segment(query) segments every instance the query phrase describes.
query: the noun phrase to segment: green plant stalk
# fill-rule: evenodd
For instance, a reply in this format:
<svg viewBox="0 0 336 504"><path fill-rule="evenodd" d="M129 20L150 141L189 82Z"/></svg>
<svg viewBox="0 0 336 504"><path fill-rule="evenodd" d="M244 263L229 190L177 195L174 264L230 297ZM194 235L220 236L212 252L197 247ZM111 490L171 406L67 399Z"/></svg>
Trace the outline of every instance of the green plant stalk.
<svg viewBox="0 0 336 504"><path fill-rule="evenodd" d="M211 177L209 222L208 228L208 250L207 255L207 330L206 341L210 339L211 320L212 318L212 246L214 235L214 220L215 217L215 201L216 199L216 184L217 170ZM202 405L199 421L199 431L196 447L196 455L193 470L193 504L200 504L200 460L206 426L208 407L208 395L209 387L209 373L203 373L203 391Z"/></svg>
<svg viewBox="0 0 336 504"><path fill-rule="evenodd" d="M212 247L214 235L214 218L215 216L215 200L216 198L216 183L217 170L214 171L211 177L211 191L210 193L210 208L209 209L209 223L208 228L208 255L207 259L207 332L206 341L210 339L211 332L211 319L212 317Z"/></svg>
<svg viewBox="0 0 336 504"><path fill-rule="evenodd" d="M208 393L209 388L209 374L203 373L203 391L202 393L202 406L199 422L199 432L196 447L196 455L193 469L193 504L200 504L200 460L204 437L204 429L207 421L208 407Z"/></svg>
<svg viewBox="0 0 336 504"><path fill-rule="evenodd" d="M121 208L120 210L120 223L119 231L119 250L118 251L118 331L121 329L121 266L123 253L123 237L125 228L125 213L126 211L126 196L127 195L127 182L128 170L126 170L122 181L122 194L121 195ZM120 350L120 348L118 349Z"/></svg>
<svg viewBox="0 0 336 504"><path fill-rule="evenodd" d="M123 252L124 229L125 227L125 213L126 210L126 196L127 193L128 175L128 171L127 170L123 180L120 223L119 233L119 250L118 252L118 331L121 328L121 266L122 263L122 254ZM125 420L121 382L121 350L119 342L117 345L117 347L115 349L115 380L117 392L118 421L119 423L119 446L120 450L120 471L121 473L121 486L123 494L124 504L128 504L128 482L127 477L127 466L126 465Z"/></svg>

» TASK OBJECTIVE: Copy out the whole listing, exactly as written.

» ANSWER FOR THE TASK:
segment(query) segments every instance the query phrase describes.
query: the noun phrase to segment: green plant stalk
# fill-rule: evenodd
For instance, a reply in this format:
<svg viewBox="0 0 336 504"><path fill-rule="evenodd" d="M129 20L150 141L189 82Z"/></svg>
<svg viewBox="0 0 336 504"><path fill-rule="evenodd" d="M244 263L229 190L177 195L174 264L230 297ZM194 235L220 236L212 252L197 247ZM111 490L171 406L67 399Z"/></svg>
Trace the outline of every instance of the green plant stalk.
<svg viewBox="0 0 336 504"><path fill-rule="evenodd" d="M211 177L209 222L208 228L208 250L207 255L207 330L206 341L210 339L211 320L212 318L212 246L214 235L214 220L215 217L215 201L216 199L216 184L217 170ZM202 405L199 421L199 431L196 447L196 455L193 470L193 504L200 504L200 460L206 426L208 407L208 395L209 387L209 373L203 373L203 391Z"/></svg>
<svg viewBox="0 0 336 504"><path fill-rule="evenodd" d="M212 247L214 235L214 218L215 216L215 200L216 198L216 183L217 170L214 171L211 177L211 191L210 193L210 208L209 209L209 223L208 228L208 255L207 259L207 332L206 341L210 339L211 332L211 319L212 317Z"/></svg>
<svg viewBox="0 0 336 504"><path fill-rule="evenodd" d="M208 393L209 388L209 374L203 373L203 391L202 393L202 406L199 422L199 432L196 447L196 455L193 469L193 504L200 504L200 460L204 437L204 429L207 421L208 407Z"/></svg>
<svg viewBox="0 0 336 504"><path fill-rule="evenodd" d="M121 208L120 210L120 223L119 231L119 250L118 251L118 331L121 329L121 266L123 253L123 237L125 228L125 213L126 211L126 196L127 195L127 182L128 170L126 170L122 181L122 194L121 195ZM120 350L120 348L118 349Z"/></svg>
<svg viewBox="0 0 336 504"><path fill-rule="evenodd" d="M123 252L124 229L125 227L125 213L126 210L126 196L127 193L128 175L128 171L127 170L123 180L120 223L119 233L119 250L118 252L118 331L121 328L121 266L122 263L122 254ZM125 420L121 382L121 350L119 342L117 345L117 347L115 349L115 380L117 392L118 421L119 423L119 446L120 450L120 471L121 473L121 486L123 494L124 504L128 504L128 482L127 477L127 466L126 465Z"/></svg>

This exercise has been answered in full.